Exercise aim: Reproduce these lines verbatim, starting with the line containing "Put a point on the crouching" and continuing through the final line.

Available records:
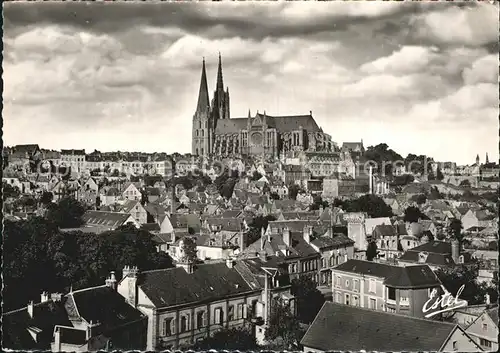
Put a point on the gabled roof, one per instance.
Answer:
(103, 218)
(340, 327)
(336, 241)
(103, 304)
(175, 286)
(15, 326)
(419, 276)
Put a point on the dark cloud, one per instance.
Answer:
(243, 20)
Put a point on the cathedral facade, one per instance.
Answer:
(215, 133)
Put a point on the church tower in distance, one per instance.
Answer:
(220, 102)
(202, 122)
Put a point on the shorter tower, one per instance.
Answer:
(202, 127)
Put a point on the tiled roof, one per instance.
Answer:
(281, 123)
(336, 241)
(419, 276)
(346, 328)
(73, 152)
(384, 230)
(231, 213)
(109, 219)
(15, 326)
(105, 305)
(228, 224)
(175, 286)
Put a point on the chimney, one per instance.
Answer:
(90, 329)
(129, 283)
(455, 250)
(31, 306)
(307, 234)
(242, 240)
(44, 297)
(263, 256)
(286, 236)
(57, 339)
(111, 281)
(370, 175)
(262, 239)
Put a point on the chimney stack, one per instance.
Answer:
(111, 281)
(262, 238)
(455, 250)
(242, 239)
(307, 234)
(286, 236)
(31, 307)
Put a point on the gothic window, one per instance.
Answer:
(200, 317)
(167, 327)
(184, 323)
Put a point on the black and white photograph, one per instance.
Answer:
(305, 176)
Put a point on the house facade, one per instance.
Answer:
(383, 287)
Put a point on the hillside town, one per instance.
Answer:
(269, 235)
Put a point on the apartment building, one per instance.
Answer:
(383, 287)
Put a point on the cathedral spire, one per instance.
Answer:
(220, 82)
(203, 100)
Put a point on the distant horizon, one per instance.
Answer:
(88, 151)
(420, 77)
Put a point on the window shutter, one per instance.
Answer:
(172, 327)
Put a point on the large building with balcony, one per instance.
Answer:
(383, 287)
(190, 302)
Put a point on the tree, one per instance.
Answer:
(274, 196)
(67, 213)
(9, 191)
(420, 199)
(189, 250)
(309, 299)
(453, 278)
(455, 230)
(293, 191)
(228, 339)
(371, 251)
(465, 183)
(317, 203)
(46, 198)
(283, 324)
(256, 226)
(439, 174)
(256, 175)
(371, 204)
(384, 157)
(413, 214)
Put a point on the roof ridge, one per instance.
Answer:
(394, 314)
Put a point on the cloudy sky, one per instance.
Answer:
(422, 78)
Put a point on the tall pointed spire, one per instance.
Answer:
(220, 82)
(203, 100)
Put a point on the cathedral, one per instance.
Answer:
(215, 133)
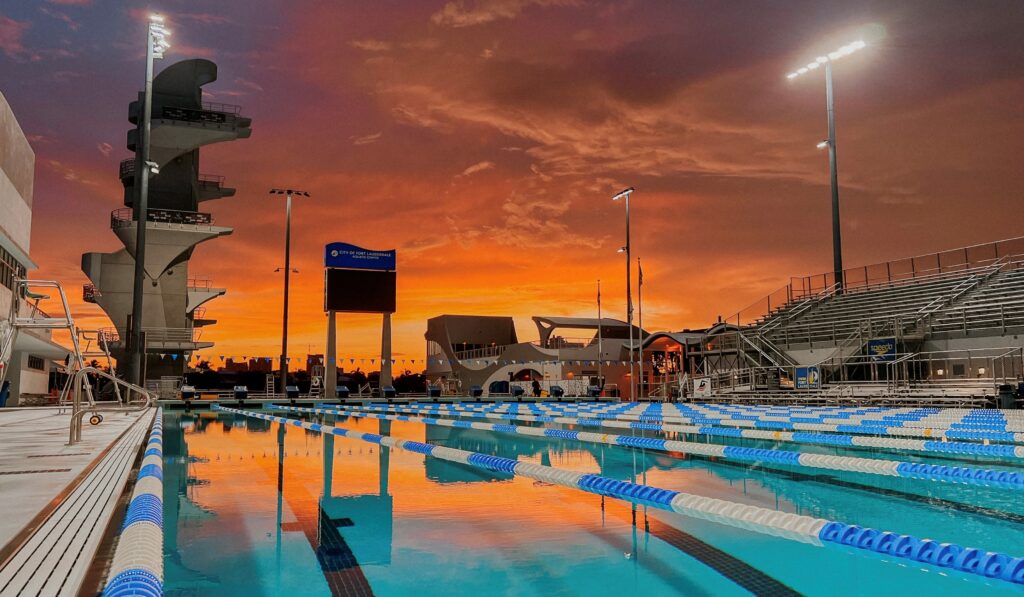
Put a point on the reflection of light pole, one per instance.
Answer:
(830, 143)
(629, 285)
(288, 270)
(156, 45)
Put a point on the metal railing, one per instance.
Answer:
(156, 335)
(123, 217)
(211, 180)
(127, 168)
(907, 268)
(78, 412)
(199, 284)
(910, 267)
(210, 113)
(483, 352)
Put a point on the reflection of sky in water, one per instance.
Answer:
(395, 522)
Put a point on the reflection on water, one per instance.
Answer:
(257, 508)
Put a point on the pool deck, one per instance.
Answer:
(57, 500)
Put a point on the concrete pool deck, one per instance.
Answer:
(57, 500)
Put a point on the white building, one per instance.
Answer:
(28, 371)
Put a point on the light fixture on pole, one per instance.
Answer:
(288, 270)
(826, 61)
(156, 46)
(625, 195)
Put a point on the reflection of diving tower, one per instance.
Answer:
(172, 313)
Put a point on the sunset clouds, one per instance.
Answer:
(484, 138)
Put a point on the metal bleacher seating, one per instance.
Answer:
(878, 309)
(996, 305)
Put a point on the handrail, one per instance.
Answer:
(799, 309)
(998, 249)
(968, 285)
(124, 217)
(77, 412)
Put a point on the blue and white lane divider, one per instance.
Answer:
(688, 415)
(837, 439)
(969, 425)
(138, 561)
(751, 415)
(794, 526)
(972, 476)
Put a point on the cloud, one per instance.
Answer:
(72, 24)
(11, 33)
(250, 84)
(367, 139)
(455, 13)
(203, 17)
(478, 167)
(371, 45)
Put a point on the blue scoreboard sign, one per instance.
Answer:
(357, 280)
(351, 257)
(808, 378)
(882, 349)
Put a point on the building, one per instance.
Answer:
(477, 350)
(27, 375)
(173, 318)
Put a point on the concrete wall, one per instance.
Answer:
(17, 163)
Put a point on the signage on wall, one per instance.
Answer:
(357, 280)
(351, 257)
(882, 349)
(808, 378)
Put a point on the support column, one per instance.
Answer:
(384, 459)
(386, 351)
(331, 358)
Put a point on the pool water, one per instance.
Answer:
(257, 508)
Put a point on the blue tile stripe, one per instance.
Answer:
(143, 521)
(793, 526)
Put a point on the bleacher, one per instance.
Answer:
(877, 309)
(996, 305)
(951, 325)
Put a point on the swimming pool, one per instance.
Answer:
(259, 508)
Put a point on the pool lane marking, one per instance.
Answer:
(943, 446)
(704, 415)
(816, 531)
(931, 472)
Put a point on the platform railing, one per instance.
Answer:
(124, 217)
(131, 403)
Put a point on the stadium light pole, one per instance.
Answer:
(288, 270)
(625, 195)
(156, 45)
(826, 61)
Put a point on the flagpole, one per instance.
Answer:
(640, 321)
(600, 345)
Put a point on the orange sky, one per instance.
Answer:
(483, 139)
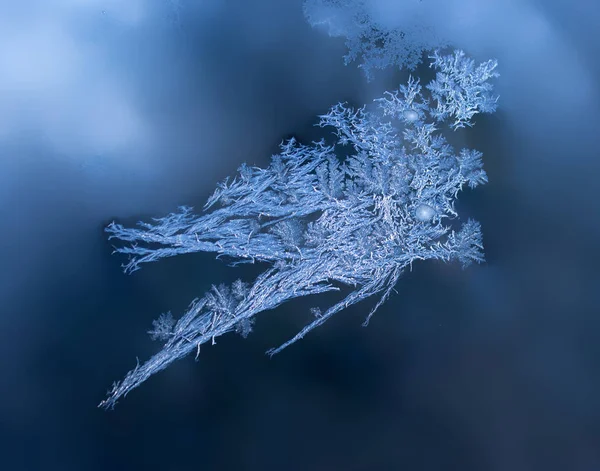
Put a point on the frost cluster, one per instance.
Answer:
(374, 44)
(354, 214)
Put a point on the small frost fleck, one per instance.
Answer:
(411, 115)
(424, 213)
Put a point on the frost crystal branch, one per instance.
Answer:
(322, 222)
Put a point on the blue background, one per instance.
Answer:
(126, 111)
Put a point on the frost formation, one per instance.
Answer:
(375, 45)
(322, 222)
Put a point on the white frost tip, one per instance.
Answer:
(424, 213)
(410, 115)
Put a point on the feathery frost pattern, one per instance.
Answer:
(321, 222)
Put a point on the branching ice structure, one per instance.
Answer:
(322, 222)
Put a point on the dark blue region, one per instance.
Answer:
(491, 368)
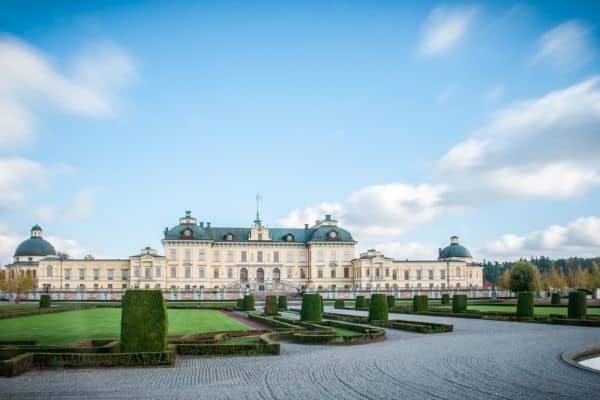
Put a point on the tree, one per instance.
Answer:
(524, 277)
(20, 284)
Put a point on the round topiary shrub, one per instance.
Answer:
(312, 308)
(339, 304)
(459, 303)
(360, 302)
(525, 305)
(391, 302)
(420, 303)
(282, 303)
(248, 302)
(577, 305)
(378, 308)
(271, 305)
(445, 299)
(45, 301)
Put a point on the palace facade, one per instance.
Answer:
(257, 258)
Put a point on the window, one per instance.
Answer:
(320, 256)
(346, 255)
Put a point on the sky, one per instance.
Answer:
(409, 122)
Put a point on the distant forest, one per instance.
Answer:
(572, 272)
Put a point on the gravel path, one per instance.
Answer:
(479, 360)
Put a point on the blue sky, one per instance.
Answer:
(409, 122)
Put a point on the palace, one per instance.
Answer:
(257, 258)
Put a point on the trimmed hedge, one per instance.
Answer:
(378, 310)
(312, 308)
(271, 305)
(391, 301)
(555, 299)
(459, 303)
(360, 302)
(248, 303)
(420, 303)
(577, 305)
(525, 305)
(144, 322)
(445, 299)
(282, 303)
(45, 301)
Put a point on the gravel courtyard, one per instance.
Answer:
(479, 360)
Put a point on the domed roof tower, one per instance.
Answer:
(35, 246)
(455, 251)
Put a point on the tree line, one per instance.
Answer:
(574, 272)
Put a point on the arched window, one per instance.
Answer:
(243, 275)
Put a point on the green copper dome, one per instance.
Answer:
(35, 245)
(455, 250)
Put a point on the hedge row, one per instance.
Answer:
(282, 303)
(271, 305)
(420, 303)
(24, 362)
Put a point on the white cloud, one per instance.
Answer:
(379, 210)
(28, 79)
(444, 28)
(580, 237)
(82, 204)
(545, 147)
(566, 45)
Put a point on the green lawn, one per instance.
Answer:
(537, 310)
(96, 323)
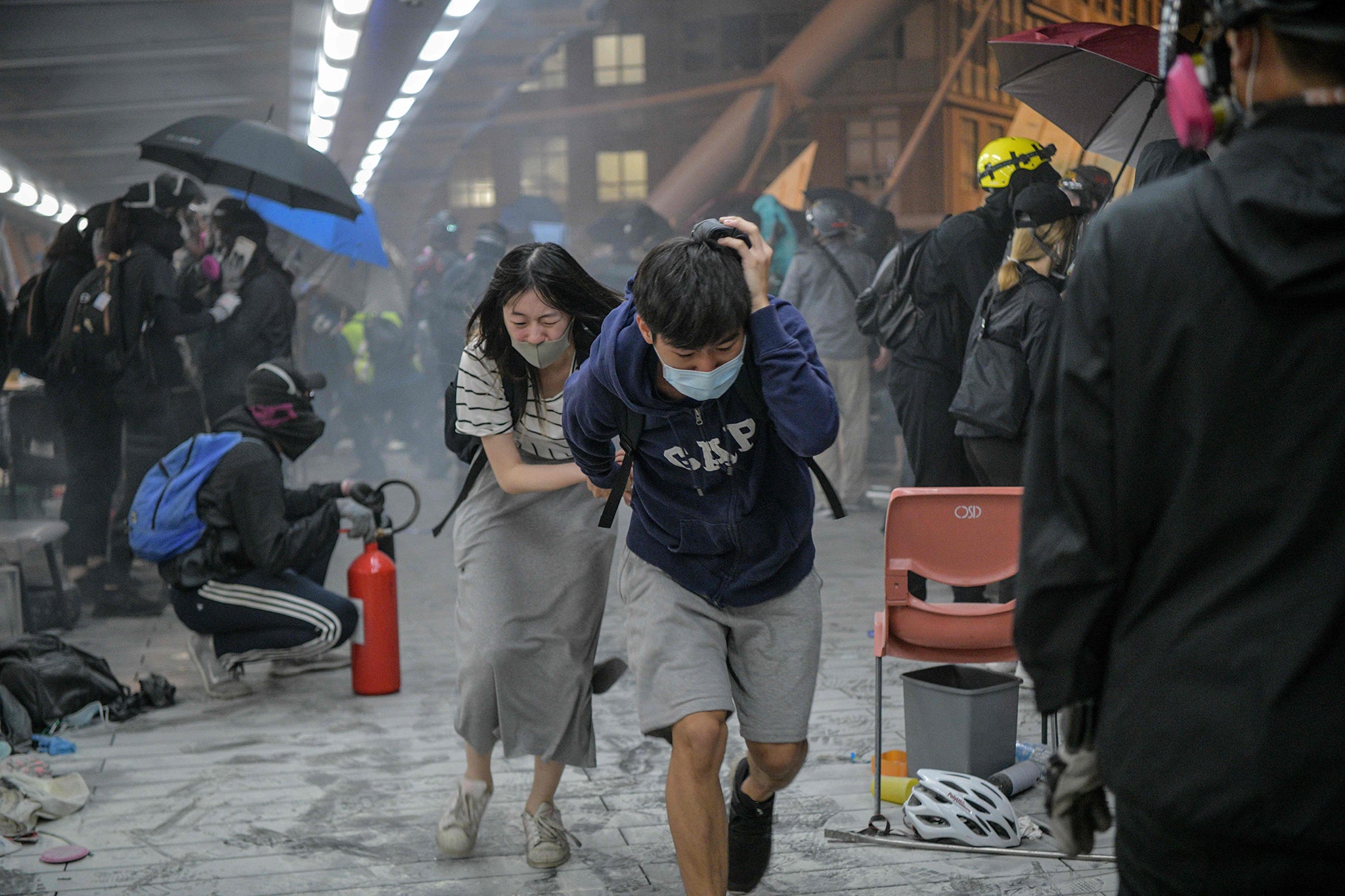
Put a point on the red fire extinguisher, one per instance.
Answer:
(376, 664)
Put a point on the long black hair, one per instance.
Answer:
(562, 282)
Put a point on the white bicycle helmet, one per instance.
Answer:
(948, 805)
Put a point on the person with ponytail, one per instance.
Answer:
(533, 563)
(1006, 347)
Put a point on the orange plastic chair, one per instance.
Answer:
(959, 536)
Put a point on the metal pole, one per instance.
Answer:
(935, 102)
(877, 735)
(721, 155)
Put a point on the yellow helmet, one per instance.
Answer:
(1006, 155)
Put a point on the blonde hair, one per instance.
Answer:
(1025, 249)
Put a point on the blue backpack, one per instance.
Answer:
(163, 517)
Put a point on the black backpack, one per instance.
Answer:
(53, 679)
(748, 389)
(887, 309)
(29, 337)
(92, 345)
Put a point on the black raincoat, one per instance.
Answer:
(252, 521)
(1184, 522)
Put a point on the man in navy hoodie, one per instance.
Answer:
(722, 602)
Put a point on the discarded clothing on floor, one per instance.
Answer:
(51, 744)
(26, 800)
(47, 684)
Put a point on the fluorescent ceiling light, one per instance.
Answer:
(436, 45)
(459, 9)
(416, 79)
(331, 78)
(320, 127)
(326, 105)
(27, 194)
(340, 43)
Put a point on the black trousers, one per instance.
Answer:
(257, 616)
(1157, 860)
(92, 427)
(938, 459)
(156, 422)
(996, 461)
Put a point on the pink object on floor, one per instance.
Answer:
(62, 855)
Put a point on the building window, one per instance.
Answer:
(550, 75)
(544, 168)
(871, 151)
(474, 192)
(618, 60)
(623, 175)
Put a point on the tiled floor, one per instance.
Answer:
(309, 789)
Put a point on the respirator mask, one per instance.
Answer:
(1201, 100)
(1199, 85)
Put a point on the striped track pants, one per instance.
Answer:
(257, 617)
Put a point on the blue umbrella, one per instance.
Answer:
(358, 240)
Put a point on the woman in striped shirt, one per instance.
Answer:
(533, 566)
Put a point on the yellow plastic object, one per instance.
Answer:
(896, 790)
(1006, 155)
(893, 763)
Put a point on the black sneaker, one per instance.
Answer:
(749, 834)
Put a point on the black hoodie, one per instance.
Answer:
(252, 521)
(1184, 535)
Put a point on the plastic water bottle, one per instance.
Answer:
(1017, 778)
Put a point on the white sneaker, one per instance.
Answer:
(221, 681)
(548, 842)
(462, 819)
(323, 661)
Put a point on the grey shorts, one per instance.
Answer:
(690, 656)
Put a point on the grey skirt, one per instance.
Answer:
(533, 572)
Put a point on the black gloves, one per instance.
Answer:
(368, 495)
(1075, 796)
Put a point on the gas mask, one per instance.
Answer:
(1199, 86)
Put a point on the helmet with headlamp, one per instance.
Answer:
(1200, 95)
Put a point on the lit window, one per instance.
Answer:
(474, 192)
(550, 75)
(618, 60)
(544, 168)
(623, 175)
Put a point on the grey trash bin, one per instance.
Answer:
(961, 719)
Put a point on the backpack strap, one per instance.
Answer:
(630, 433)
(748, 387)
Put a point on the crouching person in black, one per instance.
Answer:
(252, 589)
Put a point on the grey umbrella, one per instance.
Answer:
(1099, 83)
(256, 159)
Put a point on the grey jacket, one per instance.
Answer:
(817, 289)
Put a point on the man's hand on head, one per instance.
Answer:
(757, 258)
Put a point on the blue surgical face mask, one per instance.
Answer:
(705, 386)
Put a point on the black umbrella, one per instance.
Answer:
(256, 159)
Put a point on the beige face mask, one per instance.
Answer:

Reply to the exercise:
Put a point on the crouching person in black, one per instance.
Answer:
(252, 589)
Put a point on the grey umbrella, one per instance.
Answer:
(1099, 83)
(256, 159)
Put a point on the grey jacket, one per instance.
Answer:
(817, 289)
Put a point on the man's hand on head, one per instance.
Answer:
(757, 258)
Put a point on the blue surgical face mask, one per instance.
Answer:
(705, 386)
Put a point on the black umbrella, one per instance.
Answer:
(256, 159)
Put a point on the beige face mask, one per instance.
Answer:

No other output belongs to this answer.